[Problem statement]:
Produce the full set of records below once more, exactly as they stand.

[Records to process]:
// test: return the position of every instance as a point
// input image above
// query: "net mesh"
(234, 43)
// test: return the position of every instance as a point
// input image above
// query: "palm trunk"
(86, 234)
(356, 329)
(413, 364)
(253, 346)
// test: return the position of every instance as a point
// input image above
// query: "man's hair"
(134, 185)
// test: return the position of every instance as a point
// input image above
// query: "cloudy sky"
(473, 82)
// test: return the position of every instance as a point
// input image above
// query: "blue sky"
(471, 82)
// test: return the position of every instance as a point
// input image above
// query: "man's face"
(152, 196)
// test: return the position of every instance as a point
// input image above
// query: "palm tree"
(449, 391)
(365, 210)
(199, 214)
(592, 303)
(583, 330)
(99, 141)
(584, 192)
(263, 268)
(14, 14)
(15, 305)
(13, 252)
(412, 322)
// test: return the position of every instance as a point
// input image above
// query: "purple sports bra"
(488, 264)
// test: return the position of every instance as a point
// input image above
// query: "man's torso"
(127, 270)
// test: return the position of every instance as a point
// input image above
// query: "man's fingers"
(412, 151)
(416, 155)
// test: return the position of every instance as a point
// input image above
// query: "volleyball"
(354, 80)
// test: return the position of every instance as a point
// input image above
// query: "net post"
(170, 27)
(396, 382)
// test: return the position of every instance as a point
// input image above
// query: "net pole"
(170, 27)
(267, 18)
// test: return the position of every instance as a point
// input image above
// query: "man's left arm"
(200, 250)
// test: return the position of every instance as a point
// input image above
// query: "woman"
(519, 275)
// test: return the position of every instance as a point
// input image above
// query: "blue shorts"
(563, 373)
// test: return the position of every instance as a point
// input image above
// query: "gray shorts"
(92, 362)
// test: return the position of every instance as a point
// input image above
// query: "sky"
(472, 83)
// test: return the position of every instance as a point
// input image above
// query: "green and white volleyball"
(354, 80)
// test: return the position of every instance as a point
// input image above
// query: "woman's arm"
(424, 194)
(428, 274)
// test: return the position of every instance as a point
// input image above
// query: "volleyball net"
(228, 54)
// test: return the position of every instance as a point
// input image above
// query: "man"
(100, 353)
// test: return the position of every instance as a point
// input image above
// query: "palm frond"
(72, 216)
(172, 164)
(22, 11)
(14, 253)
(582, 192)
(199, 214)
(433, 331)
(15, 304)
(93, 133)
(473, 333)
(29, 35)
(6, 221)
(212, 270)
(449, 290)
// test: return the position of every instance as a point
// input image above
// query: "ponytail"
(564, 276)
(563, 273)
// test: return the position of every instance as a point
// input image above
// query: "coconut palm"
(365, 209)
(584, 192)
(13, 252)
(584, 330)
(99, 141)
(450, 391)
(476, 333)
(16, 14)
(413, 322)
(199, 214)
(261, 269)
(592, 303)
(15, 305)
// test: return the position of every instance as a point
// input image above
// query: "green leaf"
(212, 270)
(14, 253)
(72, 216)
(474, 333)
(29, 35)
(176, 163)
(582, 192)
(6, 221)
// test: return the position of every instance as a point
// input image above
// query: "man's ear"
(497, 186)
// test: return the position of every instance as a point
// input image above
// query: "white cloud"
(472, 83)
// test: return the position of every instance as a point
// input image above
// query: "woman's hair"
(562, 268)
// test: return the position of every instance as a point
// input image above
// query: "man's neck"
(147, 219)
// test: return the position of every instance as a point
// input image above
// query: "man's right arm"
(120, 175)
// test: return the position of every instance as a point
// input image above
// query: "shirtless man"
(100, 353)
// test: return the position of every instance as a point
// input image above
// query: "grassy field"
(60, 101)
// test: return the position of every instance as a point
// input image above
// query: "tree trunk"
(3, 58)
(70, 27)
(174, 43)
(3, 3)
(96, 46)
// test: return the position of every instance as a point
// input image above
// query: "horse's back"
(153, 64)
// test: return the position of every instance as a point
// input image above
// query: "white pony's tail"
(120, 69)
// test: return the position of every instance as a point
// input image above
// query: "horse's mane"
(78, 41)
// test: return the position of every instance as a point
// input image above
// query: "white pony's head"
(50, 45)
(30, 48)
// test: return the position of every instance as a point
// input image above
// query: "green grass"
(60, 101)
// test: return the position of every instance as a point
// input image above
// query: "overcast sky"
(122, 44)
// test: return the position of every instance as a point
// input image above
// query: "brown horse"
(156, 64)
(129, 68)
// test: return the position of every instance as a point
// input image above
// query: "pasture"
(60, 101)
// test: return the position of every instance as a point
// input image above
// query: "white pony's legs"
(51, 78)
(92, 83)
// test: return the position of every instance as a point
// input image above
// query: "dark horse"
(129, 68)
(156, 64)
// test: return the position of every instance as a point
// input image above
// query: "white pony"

[Result below]:
// test: return the position of every instance as a point
// input image above
// query: "net mesh"
(234, 43)
// test: return the position of every instance as a point
// input image above
// query: "palm trunk"
(86, 234)
(356, 329)
(413, 364)
(253, 346)
// test: return the position of every instance as a point
// input image above
// query: "man's hair"
(134, 185)
// test: return the position of every instance as a point
// input image above
// query: "cloudy sky"
(473, 82)
// test: return the position of every instance as a point
// input image above
// query: "blue sky"
(471, 82)
// test: return the position of every instance as a point
// input image above
// query: "man's face"
(152, 196)
// test: return the position of every instance as a point
// input image above
// query: "palm tree"
(449, 391)
(365, 210)
(199, 214)
(592, 303)
(583, 330)
(99, 141)
(584, 192)
(263, 268)
(14, 14)
(15, 305)
(13, 252)
(412, 322)
// test: return the position of every instance as a point
// input image above
// query: "purple sports bra"
(488, 264)
// test: return the position of every instance as a point
// input image above
// query: "man's torso"
(127, 270)
// test: return the position of every instance as a point
// input image above
// query: "man's fingers"
(412, 151)
(416, 155)
// test: return the position of every instance as a point
// input image above
// query: "volleyball"
(354, 80)
// test: return the position of every instance as a point
// input image above
// query: "net post"
(170, 27)
(396, 382)
// test: return the position of every instance as a point
// input image above
// query: "net pole"
(170, 27)
(267, 18)
// test: return the position of every instance as a point
// input image above
// query: "man's left arm"
(200, 250)
// test: return the position of every instance as a point
// input image above
// query: "woman"
(519, 275)
// test: return the position of every instance as a point
// input image above
// query: "blue shorts"
(563, 373)
// test: return the position of every instance as a point
// input image above
// query: "gray shorts"
(92, 362)
// test: return the position of every instance as a point
// input image above
// query: "sky"
(472, 83)
// test: return the position of every instance as a point
// input image above
// query: "green and white volleyball"
(354, 80)
// test: return the position of every instance as a point
// input image above
// query: "woman's arm"
(424, 194)
(428, 274)
// test: return the position of every instance as a point
// input image above
// query: "volleyball net"
(228, 54)
// test: return the position of every instance as a point
// input image above
// query: "man"
(100, 353)
// test: return the position of every instance as a point
// input image above
// query: "palm frond"
(72, 216)
(172, 164)
(22, 11)
(14, 253)
(582, 192)
(199, 214)
(433, 331)
(15, 304)
(93, 133)
(473, 333)
(29, 35)
(6, 221)
(212, 270)
(449, 290)
// test: return the position of every instance as a point
// input image above
// query: "ponytail"
(564, 276)
(563, 273)
// test: return the position of every instance as a point
// input image above
// query: "coconut palm"
(365, 209)
(584, 192)
(13, 252)
(584, 330)
(99, 141)
(450, 391)
(476, 333)
(16, 14)
(413, 322)
(199, 214)
(261, 269)
(592, 303)
(15, 305)
// test: return the position of every instance as a point
// input image above
// query: "green leaf"
(212, 270)
(14, 253)
(72, 216)
(474, 333)
(29, 35)
(176, 163)
(582, 192)
(6, 221)
// test: return the position of every instance as a point
// input image above
// query: "man's ear"
(497, 186)
// test: return the position of every instance as a point
// input image above
// query: "white cloud"
(472, 83)
// test: return the position of every instance as a point
// input image above
// query: "woman's hair"
(562, 268)
// test: return the position of every instance as a point
// input image above
// query: "man's neck"
(147, 219)
// test: return the position of every instance as a point
// input image above
// query: "man's right arm"
(120, 175)
// test: return the position of every instance as a point
// input image above
// query: "shirtless man"
(100, 353)
// test: return the position of every instance as a point
// input image above
// query: "grassy field"
(60, 101)
// test: return the position of every instance as a point
// input image above
// query: "tree trunk"
(3, 58)
(70, 27)
(174, 43)
(3, 3)
(96, 46)
// test: return the position of every instance as a point
// input image above
// query: "horse's back"
(153, 64)
// test: return the position of every instance as a point
// input image above
// query: "white pony's tail"
(120, 69)
// test: return the position of every instance as a point
// input image above
// query: "horse's mane"
(78, 41)
// test: return the position of every instance as a point
// input image above
// query: "white pony's head"
(50, 45)
(30, 48)
// test: return the position of every instance as a point
// input image above
// query: "green grass"
(60, 101)
// test: return the position of every instance as a point
// input image above
// query: "overcast sky"
(122, 44)
// test: return the position of every instance as a point
// input image above
// query: "brown horse"
(156, 64)
(129, 68)
// test: return the position of every instance as a point
// input image above
// query: "pasture"
(60, 101)
// test: return the position of every instance as a point
// input image above
// query: "white pony's legs"
(51, 78)
(92, 83)
// test: return the position of every instance as a point
// input image above
// query: "dark horse"
(129, 68)
(156, 64)
// test: return the position of every instance as a point
// input image above
// query: "white pony"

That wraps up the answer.